Mike Vecchione talks with us about the release of his new comedy album The Worst kind of Thoughtful.
Mike Vecchione’s newest comedy album, The Worst kind of Thoughtful, was released on August 24th and has immediately gained acclaim from fans and fellow comedians. As a follow up to his 2014 album, Muscle Confusion, Mike’s talent to turn mundane life experiences into comedy has only sharpened for his latest release. We had a chance to speak with Mike two days after the release of his new album about how much his writing, and even the concept of the album has changed since his first release, Muscle Confusion. The Worst Kind of Thoughtful is available now on iTunes.
The Interrobang: With your live recording, The Worst kind of Thoughtful, I really loved that you left in some of the energy you actually feel at a comedy club. There’s some table talking and waitress chatter and glasses clinking. It makes it feel more alive, like you would feel at an actual Club. Did you announce that you were taping that night– because it seems like there was a lot of ambient energy.
Mike Vecchione: I did it at Governors in Long Island. I appreciate the compliment on the energy, but honestly, it wasn’t really the plan. That’s the great thing about that place, I told them that I was taping and they were still doing all that nonsense. I went back and forth with the amazing sound guy, Aaron Hodges, because you can hear all the extra noise. We decided to not fight it, so you hear some people talking after a joke, and that’s after me telling them that I’m ta aping. They were really good crowd… they really wanted to help, It’s just the nature of being in the club. I chose to tape it there because it’s a really great place, and I really had a lot of success on Long Island. And if a joke fails, it’s not their fault– it’s because the joke just doesn’t work, not because of them.

▶ **RECORD EXTRACTS**
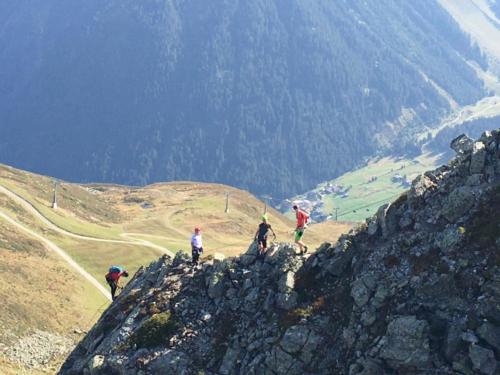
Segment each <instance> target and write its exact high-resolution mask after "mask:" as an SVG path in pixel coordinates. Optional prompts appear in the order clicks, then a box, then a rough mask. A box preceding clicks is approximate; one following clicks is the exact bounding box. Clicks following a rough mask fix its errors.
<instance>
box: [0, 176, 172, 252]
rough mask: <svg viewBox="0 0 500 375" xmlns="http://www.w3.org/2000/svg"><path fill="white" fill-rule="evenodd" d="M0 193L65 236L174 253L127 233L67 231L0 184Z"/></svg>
...
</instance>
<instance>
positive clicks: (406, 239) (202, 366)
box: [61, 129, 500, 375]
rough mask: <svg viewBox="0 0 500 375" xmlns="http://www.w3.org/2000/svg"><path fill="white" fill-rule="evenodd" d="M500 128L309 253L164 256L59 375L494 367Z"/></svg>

▶ **USING THE INFORMATION**
**a.** Revise the Mike Vecchione interview from "Mike Vecchione talks" to "now on iTunes.", using "Muscle Memory" wherever "Muscle Confusion" appears.
**b.** Answer these questions about the interview with Mike Vecchione.
(i) On what date was The Worst Kind of Thoughtful released?
(ii) At what venue was the album recorded?
(iii) What is the name of the sound guy Vecchione worked with?
**c.** Pick up the interview with Mike Vecchione after its final sentence and keep it going.

▶ **SET OF ANSWERS**
**a.**
Mike Vecchione talks with us about the release of his new comedy album The Worst kind of Thoughtful.
Mike Vecchione’s newest comedy album, The Worst kind of Thoughtful, was released on August 24th and has immediately gained acclaim from fans and fellow comedians. As a follow up to his 2014 album, Muscle Memory, Mike’s talent to turn mundane life experiences into comedy has only sharpened for his latest release. We had a chance to speak with Mike two days after the release of his new album about how much his writing, and even the concept of the album has changed since his first release, Muscle Memory. The Worst Kind of Thoughtful is available now on iTunes.

**b.**
(i) August 24th
(ii) Governors in Long Island
(iii) Aaron Hodges

**c.**
Sometimes in the New York clubs you can get some people who act like “I’m above this”, but I know the joke is funny. They are resisting it for some reason, or I’m not connecting in some way. But at Governor’s…I know if a joke does good there it is going to do well on the road.
The Interrobang: The new album has 35 tracks, which I really liked, because I kept wanting more. What was behind the decision to release so much material at once… compared to other shorter comedy albums?
Mike Vecchione: I think it was because I wanted the previous album to fit on a CD, so I wound up cutting a bunch of stuff. For Muscle Confusion I decided to cut it all down and get the best tracks. This time I didn’t do that, I was like no… 35 tracks is good. The fantastic Ben Rosenfeld helped me edit, and there were a couple tracks there I was going to cut, but I’m like… no… some people may like this. I need to stop questioning whether I should keep something, just put it out and see what happens. I have to restrain myself from being such a perfectionist sometimes. I have to stop being like “no… cut that, and let me get it super super tight”. It’s almost like that’s not the thing anymore, now it’s… do it… and put out as much content as possible. You need to strike a balance, and still need to make sure it’s good, but there just wasn’t a need for such meticulous editing this time.
The Interrobang: And now everything is digital and in a cloud somewhere.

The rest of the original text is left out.